GOAL :: Reproduce the comment thread about tagging standards word for word.

The Fine Print: The following comments are owned by whoever posted them. We are not responsible for them in any way.
 Full
 Abbreviated
 Hidden
More
Loading... please wait.
  • Don't agree (Score:5, Insightful)

    by pubjames (468013) on Monday January 15 2007, @09:17AM (#17612984)
    Isn't the power of tags that you can tag stuff however you want? To me a standard for tagging would be a negative thing.

    I don't thing the problem is a standard for tagging, the problem is having a standard for sharing tags between applications. But that's another problem and it doesn't need to be solved to implement tagging itself.
    • Some ideas for tag standards:

      <yes>
      <no>
      <maybe>
      <haha>
      <evil>
      <spam>
      <cow boyneal>
      <firstpost>
    • Re:Don't agree (Score:5, Interesting)

      by Anonymous Coward on Monday January 15 2007, @09:40AM (#17613236)
      Er, guys?

      Tags are keywords.

      There's a keyword line up in the header that isn't being used for much these days.

      If you want to tag your document in a machine-readable way, put the tags in the keyword field. Problem solved.
      • MOD PARENT UP (Score:4, Insightful)

        by metamatic (202216) on Monday January 15 2007, @11:17AM (#17614576) Homepage Journal
        We've got a standard for keywords in HTML documents. There's no problem there.

        The only issue is what to do when there are multiple sub-documents on a single page, like if Slashdot allowed individual replies to be tagged.
    • Re:Don't agree (Score:5, Insightful)

DATASET ROWS ::
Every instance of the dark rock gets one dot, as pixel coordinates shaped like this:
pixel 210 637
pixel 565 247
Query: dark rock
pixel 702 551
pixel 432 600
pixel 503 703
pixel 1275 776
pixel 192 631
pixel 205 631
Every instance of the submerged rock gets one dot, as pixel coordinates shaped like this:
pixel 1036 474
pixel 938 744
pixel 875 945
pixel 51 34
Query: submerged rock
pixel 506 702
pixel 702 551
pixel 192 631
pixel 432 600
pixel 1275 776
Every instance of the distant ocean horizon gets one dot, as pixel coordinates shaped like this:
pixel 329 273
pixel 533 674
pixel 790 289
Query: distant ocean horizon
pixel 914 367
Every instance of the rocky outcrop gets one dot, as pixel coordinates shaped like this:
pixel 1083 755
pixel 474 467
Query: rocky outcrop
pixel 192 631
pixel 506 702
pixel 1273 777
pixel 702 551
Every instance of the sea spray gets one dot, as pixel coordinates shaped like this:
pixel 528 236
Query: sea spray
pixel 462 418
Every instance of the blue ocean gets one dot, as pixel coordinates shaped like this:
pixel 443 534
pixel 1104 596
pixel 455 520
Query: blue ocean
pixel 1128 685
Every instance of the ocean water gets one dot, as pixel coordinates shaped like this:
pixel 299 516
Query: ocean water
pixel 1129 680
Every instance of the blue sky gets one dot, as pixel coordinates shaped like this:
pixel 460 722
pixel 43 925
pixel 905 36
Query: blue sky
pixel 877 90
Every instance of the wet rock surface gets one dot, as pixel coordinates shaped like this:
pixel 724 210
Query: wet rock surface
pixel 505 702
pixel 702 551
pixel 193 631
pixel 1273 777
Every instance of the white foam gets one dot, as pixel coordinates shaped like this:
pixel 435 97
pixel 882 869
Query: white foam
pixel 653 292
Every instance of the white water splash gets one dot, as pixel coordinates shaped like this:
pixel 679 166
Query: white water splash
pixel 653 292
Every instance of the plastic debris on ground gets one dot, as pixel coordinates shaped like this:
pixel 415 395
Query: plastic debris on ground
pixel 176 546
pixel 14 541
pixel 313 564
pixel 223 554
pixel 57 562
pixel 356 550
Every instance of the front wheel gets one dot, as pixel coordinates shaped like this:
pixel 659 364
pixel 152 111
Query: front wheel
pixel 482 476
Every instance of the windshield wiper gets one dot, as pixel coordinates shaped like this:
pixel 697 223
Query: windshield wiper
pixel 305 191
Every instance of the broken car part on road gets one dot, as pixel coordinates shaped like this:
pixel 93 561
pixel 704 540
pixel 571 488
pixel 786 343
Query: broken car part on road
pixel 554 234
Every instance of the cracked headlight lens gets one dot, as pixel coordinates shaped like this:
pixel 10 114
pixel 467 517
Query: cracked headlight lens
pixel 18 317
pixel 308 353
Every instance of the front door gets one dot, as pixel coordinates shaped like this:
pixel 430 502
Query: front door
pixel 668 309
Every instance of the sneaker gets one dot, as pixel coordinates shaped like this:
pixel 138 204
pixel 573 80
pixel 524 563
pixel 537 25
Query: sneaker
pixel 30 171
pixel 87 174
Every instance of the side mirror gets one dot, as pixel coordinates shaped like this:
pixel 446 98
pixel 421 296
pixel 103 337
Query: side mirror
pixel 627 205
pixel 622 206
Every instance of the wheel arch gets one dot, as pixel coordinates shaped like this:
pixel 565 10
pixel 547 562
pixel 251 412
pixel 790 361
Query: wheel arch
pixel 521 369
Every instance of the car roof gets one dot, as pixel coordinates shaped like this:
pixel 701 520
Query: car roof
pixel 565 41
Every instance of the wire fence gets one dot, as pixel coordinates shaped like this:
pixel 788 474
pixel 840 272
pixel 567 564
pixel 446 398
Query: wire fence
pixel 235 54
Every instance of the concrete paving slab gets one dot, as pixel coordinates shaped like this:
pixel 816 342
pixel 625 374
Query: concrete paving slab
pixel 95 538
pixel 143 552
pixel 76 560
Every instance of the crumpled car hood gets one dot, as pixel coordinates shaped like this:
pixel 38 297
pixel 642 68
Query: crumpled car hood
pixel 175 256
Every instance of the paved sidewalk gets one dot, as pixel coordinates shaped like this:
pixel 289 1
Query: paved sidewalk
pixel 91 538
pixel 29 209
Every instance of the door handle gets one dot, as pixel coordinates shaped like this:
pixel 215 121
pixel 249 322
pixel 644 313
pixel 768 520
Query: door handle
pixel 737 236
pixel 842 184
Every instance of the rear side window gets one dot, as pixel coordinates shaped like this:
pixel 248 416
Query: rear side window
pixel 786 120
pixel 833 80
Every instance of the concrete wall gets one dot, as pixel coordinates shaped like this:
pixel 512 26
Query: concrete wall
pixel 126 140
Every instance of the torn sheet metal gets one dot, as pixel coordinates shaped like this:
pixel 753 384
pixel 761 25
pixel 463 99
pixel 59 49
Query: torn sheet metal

RESULT BELOW ::
The Fine Print: The following comments are owned by whoever posted them. We are not responsible for them in any way.
 Full
 Abbreviated
 Hidden
More
Loading... please wait.
  • Don't agree (Score:5, Insightful)

    by pubjames (468013) on Monday January 15 2007, @09:17AM (#17612984)
    Isn't the power of tags that you can tag stuff however you want? To me a standard for tagging would be a negative thing.

    I don't thing the problem is a standard for tagging, the problem is having a standard for sharing tags between applications. But that's another problem and it doesn't need to be solved to implement tagging itself.
    • Some ideas for tag standards:

      <yes>
      <no>
      <maybe>
      <haha>
      <evil>
      <spam>
      <cow boyneal>
      <firstpost>
    • Re:Don't agree (Score:5, Interesting)

      by Anonymous Coward on Monday January 15 2007, @09:40AM (#17613236)
      Er, guys?

      Tags are keywords.

      There's a keyword line up in the header that isn't being used for much these days.

      If you want to tag your document in a machine-readable way, put the tags in the keyword field. Problem solved.
      • MOD PARENT UP (Score:4, Insightful)

        by metamatic (202216) on Monday January 15 2007, @11:17AM (#17614576) Homepage Journal
        We've got a standard for keywords in HTML documents. There's no problem there.

        The only issue is what to do when there are multiple sub-documents on a single page, like if Slashdot allowed individual replies to be tagged.
    • Re:Don't agree (Score:5, Insightful)